Отрывок текста:
Не был он ни архангелом, ни демоном, – все это личины, маски.

А вот лицо: «… жду, когда он войдет, крепко пожимая руку, скажет лаконически несколько слов, и вот уже слушает, нахмурясь и держа папиросу. Выше среднего роста, но не высокий. Большею частью в сером костюме. Выбрит всегда… Лицо обычно сурово, но улыбка преображает его совершенно: такой нежной, отдающей всего себя улыбки мне сейчас не вспомнить… Но лицо бывает разным. Иногда оно – прекрасный слепок с античного бога, иногда – в нем что-то птичье. Но это редко. Почти всегда оно – выражение сосредоточенной силы… Мерная поступь, мускулистый торс, ничего дряблого; за внешней суровостью – бездна доброты, но не сентиментальности».

Удивительно, что в создании маски участвовали люди, казалось бы, неплохо знавшие Блока, часто с ним встречавшиеся, но заранее составившие о нем готовое представление. А люди непредубежденные, которых судьба сводила с Блоком случайно, выносили впечатление совершенно другое.

Молодой Бабель думал, что увидит декадентского денди, Уайльда в банте, а пришел и увидел «молчаливого, сильного, хотя и усталого человека», жившего в обыкновеннейшем доме, в обыкновеннейшей квартире, среди книг и обыкновеннейшей мебели. И ушел с убеждением, что «красота духа», такая как у Блока, прекрасно обходится без «золоченых рам».

Задание: Продолжите текст о Блоке, начав сразу после его последнего предложения.

Собранные данные:
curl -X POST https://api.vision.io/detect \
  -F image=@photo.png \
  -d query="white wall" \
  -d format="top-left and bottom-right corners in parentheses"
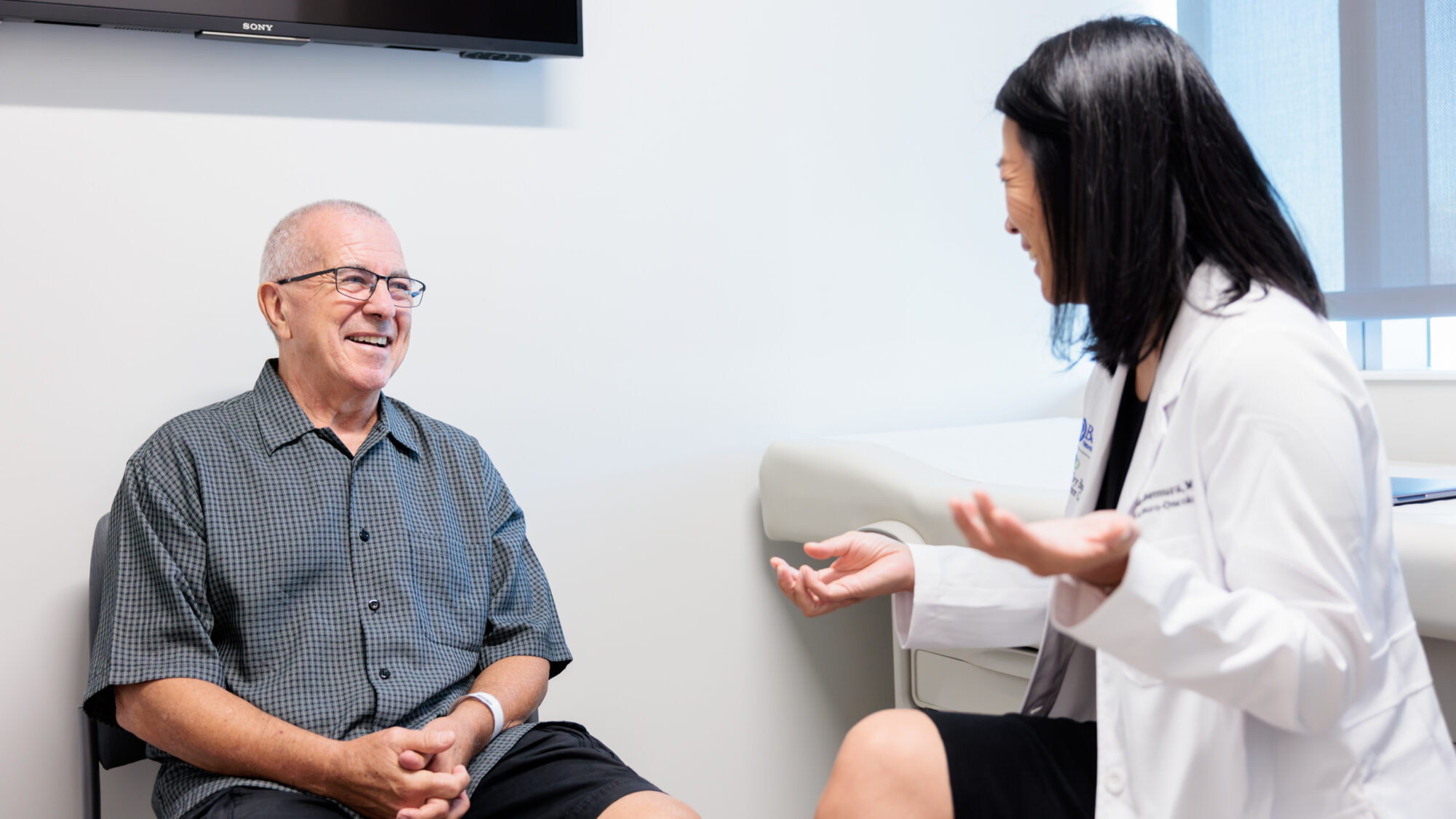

Ответ:
В обрамлении обыкновенного это была необыкновенная, редчайшая красота простоты и правды.

Блок был прост, как все по-настоящему большие люди, беспримерно приветлив и любезен с кем бы то ни было, но вместе с тем и «важен» (в старинном значении этого слова) – статуарен, нетороплив, полон чувства собственного достоинства. Немыслимо представить его в обществе кричащим или громко хохочущим, шумно острящим, суетливым, безалаберным, амикошонствующим. В хмелю люди чаще всего распускаются, – он окаменевал. Умел и веселиться от души в кругу семьи или самых близких людей, любил сочинять замысловатые шарады и пародийно изображать знаменитых современников, писал шуточные стихи, рисовал шаржи, но и это все делал по-своему, с тонким юмором, без надсады и ажитации.

В нем не было решительно ничего от позы, рисовки, притворства, которыми так часто, пусть даже невинно, грешат люди, пользующиеся известностью. Вот один писатель рассказывает, как в далеком прошлом, замирая от смущения, он пришел к Блоку со своими полудетскими стихами: «Блок не задал мне ни одного трафаретного вопроса, он просто начал говорить со мною как с человеком, с которым часто встречался».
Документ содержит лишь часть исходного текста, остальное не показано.